**EXCERPT PROVIDED**:

My opinion is that the first time RVer should not be led to think that the more money they spend the less the problems will be. The first time RVer should instead be guided to understand that every RV owner has the responsibility to inspect there unit whenever possible and fix what needs to be fixed, or find an experienced person that can tell them how or will fix it. 
My experience (of course I am in an entry level RV) the first thing any RVer wants to tell you is how much they spent on there RV, or they have read somewhere that the RV they are in is the best, or worse of all they have read posts that give them all the information they need to be an expert in a very short time. I feel I am the first line of defense in keeping my unit in great shape. Second is my dealer. If my dealer is not standing behind and serviceing what he sells then it does not matter what he sells you are going to have problems.

**RECORD EXTRACTS**:

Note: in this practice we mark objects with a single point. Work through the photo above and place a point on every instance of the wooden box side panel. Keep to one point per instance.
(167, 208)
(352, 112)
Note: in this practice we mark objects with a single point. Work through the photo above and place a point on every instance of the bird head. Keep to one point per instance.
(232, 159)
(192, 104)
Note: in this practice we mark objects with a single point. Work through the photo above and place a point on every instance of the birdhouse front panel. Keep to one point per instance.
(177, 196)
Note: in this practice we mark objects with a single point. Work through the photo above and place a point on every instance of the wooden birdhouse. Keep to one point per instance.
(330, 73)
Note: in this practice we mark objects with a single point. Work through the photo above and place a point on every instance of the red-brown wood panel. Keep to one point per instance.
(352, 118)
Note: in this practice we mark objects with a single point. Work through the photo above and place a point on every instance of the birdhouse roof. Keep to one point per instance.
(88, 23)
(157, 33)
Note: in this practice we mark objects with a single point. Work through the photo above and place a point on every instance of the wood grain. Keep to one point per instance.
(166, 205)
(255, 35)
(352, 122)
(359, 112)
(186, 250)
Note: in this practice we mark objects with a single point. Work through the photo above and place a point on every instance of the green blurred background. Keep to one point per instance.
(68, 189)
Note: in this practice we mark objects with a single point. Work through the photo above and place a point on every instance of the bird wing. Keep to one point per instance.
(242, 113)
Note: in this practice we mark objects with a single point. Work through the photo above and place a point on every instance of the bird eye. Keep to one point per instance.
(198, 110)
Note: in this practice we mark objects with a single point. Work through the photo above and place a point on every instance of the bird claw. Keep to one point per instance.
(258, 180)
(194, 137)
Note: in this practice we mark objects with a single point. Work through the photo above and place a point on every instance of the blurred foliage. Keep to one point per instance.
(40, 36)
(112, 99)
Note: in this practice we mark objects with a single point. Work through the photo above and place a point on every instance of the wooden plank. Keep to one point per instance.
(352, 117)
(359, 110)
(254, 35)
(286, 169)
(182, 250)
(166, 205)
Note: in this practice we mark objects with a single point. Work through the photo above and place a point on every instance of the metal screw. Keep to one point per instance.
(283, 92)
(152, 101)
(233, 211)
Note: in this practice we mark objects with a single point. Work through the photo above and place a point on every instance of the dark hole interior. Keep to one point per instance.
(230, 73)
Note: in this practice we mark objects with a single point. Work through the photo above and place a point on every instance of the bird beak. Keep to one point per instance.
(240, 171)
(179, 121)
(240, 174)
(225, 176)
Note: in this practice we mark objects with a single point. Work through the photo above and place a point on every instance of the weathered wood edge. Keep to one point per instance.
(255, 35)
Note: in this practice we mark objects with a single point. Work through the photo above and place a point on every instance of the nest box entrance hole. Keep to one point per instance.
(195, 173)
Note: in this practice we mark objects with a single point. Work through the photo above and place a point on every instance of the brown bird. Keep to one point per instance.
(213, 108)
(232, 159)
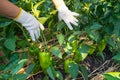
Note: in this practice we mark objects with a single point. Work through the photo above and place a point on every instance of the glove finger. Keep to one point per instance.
(32, 35)
(36, 33)
(41, 26)
(68, 24)
(74, 23)
(75, 14)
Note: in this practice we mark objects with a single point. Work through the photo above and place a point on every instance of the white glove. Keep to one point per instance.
(31, 24)
(67, 16)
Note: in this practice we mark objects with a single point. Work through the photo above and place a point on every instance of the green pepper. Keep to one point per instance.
(45, 60)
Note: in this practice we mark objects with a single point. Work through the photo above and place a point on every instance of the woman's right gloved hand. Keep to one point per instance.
(31, 24)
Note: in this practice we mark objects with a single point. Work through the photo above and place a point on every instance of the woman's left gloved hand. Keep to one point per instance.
(67, 16)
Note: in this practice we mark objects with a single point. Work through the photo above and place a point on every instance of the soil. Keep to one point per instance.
(94, 65)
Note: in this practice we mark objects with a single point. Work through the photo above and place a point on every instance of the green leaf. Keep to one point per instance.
(73, 69)
(84, 72)
(42, 19)
(116, 57)
(56, 51)
(102, 45)
(20, 76)
(30, 68)
(96, 26)
(4, 22)
(50, 73)
(60, 38)
(10, 43)
(111, 42)
(19, 66)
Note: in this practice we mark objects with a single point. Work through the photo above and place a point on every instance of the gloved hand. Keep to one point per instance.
(67, 16)
(31, 24)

**CHALLENGES**:
- 1) Answer these about the RV post:
(a) What should a first-time RVer not be led to think?
(b) What level of RV is the writer in?
(c) Who does the writer name as second, after the writer, in keeping the unit in great shape?
- 2) Pull out the passage of the RV post between "My opinion is" and "will fix it.", inclusive, copying it word for word.
The lines above are separate from the RV post.

**ANSWERS GIVEN**:
- 1)
(a) That the more money they spend, the fewer the problems will be.
(b) An entry-level RV.
(c) The writer's dealer.

- 2)
My opinion is that the first time RVer should not be led to think that the more money they spend the less the problems will be. The first time RVer should instead be guided to understand that every RV owner has the responsibility to inspect there unit whenever possible and fix what needs to be fixed, or find an experienced person that can tell them how or will fix it.